Objetivo -
Según el texto sobre las palabras de Cristo, ¿durante cuánto tiempo han conmovido esas palabras a innumerables almas?

Texto proporcionado -
╭──

Mientras que prescindimos aquí de la cuestión de si esta teoría es verdadera o falsa, no puede menos de surgir la pregunta: ¿Por qué la expresión literal –el texto mismo que leemos en los Evangelios– debería sustituirse por otra expresión literal, por otro texto?

Los que patrocinan este cambio parten del supuesto de que Cristo habló a los hombres de su época en un lenguaje que ellos entendían y que estaba acomodado a ellos, y que, por tanto, la Iglesia debería traducir el mensaje de Cristo a cada época actual. Esta hipótesis se basa en un equívoco. Mientras se refiere a la predicación, es una hipótesis correcta. Está bien claro que una predicación tiene que estar relacionada con el tiempo presente, aunque esa proximidad al tiempo debe ir asociada también con sencillez e intemporalidad, con una atmósfera sagrada. Pero cuando esta suposición se refiere a las parábolas (y comparaciones) y a las palabras de Cristo, entonces es completamente incorrecta. Toda alteración de las palabras de Cristo, tal como nos han sido transmitidas, sería una catástrofe. Porque las palabras de Cristo tienen una irradiación singularísima. No sólo suscitan un mundo sagrado, sino que en ellas hay también una fecundidad y vigor misterioso e inagotable. La sencillez y realismo de las palabras de Jesús están inmersos en una atmósfera intemporal y divina. Han conmovido a innumerables almas durante dos milenios: desde la persona más sencilla e ingenua hasta los mayores genios. Han cambiado sus vidas y les han mostrado el camino de la salvación. El sonido de las palabras de Cristo –ese sonido que tienen en el texto que poseemos– es insustituible.

╰──

Ítems mostrados -
╭──

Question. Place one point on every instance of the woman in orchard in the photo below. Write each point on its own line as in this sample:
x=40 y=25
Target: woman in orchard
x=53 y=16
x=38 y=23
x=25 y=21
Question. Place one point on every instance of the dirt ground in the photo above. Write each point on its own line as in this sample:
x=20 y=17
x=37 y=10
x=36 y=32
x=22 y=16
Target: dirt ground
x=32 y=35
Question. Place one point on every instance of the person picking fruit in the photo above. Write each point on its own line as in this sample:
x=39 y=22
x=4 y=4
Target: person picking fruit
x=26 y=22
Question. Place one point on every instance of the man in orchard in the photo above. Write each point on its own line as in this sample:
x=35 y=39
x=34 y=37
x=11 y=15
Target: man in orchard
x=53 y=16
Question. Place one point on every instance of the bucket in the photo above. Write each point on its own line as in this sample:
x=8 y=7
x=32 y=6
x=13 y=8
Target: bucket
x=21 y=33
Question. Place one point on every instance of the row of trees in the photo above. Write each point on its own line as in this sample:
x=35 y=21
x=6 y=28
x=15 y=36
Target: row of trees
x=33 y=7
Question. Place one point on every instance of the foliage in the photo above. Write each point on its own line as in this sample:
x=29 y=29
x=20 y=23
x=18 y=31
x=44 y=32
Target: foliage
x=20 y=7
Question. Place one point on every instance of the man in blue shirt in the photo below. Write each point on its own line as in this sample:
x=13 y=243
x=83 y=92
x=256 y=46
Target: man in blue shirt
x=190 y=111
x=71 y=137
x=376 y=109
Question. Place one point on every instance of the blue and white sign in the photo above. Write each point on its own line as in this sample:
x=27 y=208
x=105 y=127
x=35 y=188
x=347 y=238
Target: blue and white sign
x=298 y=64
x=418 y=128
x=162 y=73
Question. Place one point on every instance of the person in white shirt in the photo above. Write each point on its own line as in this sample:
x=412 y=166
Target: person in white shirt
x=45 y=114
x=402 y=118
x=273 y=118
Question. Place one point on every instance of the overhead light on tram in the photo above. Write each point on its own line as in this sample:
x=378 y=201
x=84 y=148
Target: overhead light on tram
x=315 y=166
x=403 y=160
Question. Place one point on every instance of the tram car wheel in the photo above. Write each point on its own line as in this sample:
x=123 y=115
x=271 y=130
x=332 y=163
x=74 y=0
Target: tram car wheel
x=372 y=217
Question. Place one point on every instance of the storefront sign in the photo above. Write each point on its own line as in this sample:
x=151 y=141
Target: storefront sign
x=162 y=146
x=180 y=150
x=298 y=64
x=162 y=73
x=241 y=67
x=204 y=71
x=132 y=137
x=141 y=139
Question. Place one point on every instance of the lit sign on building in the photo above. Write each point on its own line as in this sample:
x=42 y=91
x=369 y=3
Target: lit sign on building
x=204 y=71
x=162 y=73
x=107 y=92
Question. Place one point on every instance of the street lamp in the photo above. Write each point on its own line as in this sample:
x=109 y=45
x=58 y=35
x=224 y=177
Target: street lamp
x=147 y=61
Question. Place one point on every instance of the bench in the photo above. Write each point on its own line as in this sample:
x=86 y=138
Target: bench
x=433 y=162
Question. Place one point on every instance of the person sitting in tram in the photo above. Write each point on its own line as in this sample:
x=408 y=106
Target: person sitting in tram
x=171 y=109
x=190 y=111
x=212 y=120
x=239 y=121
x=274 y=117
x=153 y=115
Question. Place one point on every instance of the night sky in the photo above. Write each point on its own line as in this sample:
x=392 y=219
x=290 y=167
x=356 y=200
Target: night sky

╰──

Respuesta correcta -
Durante dos milenios.